Input material section start

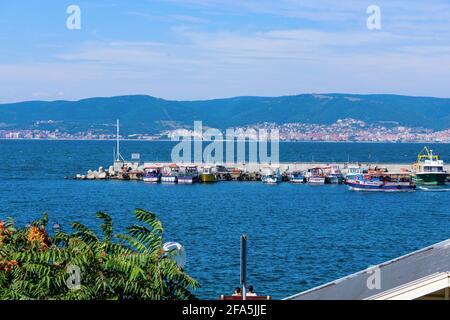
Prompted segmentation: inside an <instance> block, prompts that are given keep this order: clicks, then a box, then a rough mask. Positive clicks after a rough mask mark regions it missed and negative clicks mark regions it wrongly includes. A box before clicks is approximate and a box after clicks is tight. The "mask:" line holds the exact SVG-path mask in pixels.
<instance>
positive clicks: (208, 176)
mask: <svg viewBox="0 0 450 320" xmlns="http://www.w3.org/2000/svg"><path fill="white" fill-rule="evenodd" d="M202 169H203V171H202V172H201V173H200V175H199V180H200V182H203V183H207V182H216V176H215V175H214V173H213V172H212V167H210V166H204V167H203V168H202Z"/></svg>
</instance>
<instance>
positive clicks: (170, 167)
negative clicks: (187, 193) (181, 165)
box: [161, 163, 180, 183]
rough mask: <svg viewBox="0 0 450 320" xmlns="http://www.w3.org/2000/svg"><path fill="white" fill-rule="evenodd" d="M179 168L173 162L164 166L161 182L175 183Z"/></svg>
mask: <svg viewBox="0 0 450 320" xmlns="http://www.w3.org/2000/svg"><path fill="white" fill-rule="evenodd" d="M179 170H180V168H179V167H178V166H177V165H176V164H175V163H172V164H170V165H169V166H168V167H165V168H164V171H163V173H162V176H161V182H162V183H176V182H177V180H178V179H177V178H178V173H179Z"/></svg>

Input material section end

▸ **To do**
Find every line in the records above that holds the word "negative", and copy each one.

▸ **Response**
Prompted segmentation: inside an <instance> block, prompts that are given keep this order: clicks, then a box, then a rough mask. Positive clicks after a rough mask mark regions it missed and negative clicks mark regions it wrongly includes. A box before clicks is approximate and a box after clicks is tight. The "mask:" line holds the exact SVG-path mask in pixels.
negative clicks: (187, 193) (181, 165)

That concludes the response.